--- start INPUT DATA ---
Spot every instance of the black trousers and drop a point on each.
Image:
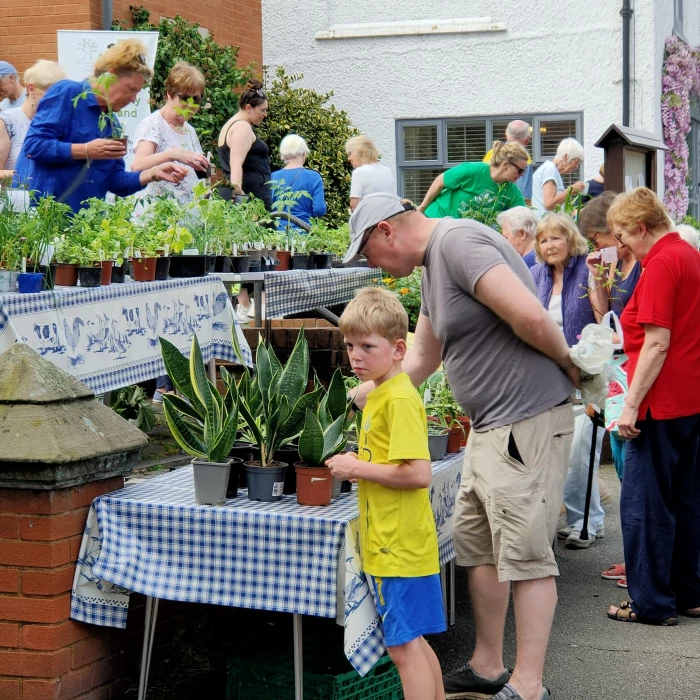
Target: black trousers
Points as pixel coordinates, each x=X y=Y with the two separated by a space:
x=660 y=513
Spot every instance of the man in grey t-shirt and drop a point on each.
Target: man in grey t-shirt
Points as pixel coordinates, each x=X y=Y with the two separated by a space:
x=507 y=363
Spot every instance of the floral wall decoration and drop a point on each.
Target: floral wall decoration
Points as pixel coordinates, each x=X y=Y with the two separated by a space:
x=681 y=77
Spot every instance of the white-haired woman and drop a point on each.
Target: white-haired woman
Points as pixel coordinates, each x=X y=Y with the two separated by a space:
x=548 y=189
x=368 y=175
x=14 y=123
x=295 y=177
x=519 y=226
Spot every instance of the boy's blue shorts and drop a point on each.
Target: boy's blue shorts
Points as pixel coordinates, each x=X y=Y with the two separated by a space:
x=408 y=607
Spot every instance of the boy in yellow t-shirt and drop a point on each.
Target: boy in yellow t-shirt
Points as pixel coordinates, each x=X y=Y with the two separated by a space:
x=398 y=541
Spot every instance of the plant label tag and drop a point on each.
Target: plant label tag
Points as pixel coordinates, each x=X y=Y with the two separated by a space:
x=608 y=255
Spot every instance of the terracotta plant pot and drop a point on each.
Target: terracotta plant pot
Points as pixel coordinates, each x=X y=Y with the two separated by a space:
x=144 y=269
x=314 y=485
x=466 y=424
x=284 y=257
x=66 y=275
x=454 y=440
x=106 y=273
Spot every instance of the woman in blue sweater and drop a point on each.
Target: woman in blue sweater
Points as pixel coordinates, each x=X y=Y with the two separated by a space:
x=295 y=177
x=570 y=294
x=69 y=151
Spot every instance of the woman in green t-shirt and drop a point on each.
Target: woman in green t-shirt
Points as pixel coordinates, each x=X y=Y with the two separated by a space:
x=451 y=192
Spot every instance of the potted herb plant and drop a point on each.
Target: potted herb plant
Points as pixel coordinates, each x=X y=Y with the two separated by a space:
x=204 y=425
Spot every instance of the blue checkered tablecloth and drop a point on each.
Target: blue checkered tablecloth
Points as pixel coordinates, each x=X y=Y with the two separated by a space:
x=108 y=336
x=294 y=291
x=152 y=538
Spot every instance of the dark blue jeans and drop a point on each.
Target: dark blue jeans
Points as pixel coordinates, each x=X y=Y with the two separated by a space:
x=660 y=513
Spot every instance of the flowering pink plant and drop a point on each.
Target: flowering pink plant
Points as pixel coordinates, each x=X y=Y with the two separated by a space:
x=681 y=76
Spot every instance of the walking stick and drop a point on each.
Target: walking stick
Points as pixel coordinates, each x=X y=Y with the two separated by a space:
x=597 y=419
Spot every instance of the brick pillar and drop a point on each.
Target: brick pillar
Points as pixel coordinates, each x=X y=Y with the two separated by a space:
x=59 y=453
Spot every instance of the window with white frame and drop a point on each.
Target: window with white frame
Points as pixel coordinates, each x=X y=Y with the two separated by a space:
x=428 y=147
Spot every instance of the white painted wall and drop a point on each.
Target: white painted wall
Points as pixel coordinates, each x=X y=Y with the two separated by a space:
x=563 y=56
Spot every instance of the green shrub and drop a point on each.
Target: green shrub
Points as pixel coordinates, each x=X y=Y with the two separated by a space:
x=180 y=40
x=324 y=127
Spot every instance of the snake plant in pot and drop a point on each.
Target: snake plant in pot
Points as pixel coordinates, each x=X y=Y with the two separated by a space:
--- end INPUT DATA ---
» **SET EXERCISE**
Copy all of the records above word for word, but leave out the pictures.

» **EXPECTED OUTPUT**
Spot every instance of the black trousers and drop a point on each.
Image:
Target: black trousers
Points as pixel coordinates, each x=X y=Y with the two separated by a space:
x=660 y=513
Spot every instance of the man in grey t-shirt and drop a point on each.
Target: man in grey t-shirt
Points as pixel coordinates, each x=X y=Y with the two separated by a space:
x=507 y=363
Spot every instance of the floral wall decoration and drop a point on each.
Target: floral wall decoration
Points as pixel coordinates, each x=X y=Y with the two separated by a space:
x=681 y=77
Spot every instance of the white-haired woman and drop a point on each.
Target: white-haired woman
Points as pixel coordinates, each x=X y=Y with the two separated by a space:
x=548 y=189
x=368 y=175
x=14 y=123
x=295 y=177
x=519 y=226
Spot every instance of the boy's blue shorts and drop a point on each.
Target: boy's blue shorts
Points as pixel coordinates, each x=X y=Y with the two separated by a space:
x=408 y=607
Spot every instance of the boy in yellow t-shirt and drop a point on each.
Target: boy in yellow t-shirt
Points as pixel coordinates, each x=X y=Y with the two separated by a space:
x=398 y=541
Spot every instance of the plant label tag and drop a point on each.
Target: plant label tag
Points as pixel coordinates, each x=X y=Y with the two separated by a space:
x=608 y=255
Spot every instance of the terracotta plant pot and drop a point on each.
Target: terracotta plant pot
Points as pixel coordinates, each x=X y=Y with the two separated by a space:
x=144 y=269
x=314 y=485
x=466 y=424
x=284 y=257
x=66 y=275
x=454 y=440
x=106 y=273
Spot every instance of the woman in blue sweater and drop a point on each.
Target: woman in blue sweater
Points as pixel coordinates, each x=X y=Y with the two separated by a space:
x=295 y=177
x=570 y=294
x=69 y=151
Spot every instance of the woman in green t-shirt and drop a point on each.
Target: woman in green t-shirt
Points as pixel coordinates, each x=X y=Y with the two separated by a space:
x=451 y=192
Spot every instance of the potted herb plant and drop a point on each.
Target: potted herb plant
Points as pixel coordinates, each x=X y=Y with the two separated by a space:
x=204 y=425
Spot every instance of the blue checkered tablecloth and drop a point on each.
Target: blue checkered tablecloth
Points as pixel coordinates, each x=X y=Y with the two separated by a space:
x=108 y=336
x=294 y=291
x=152 y=538
Spot every instance of the dark blue jeans and drop a point on each.
Target: dark blue jeans
Points as pixel coordinates, each x=X y=Y with the two separated by a space:
x=660 y=513
Spot every instance of the flowering pink plant and drop a point on each.
Target: flowering pink plant
Points as pixel coordinates, each x=X y=Y with the two separated by a space:
x=681 y=76
Spot every instance of the walking stick and drop a point on each.
Target: walking stick
Points as pixel coordinates, each x=X y=Y with the two separated by a space:
x=597 y=419
Spot every instance of the brick pillar and drop a point on each.
Target: brick pillar
Points as pixel coordinates, each x=X y=Y with the two separated by a space:
x=59 y=453
Spot every instance of the window with white frame and drop a point on each.
Target: window with white frame
Points as pixel coordinates, each x=X y=Y with the two separated by a space:
x=428 y=147
Spot every instance of the white painted wall and drop a point on each.
Target: white painted wall
Points as pixel coordinates, each x=X y=Y with the two separated by a space:
x=563 y=56
Spot every instance of the green shrub and drop a point on each.
Target: green shrub
Points as pixel coordinates, each x=X y=Y with the two separated by a space:
x=180 y=40
x=324 y=127
Spot every instance of the snake plant in pot and drop a point on each.
Target: snake plant in pot
Points as pixel coordinates, each x=X y=Y with the two separated by a space:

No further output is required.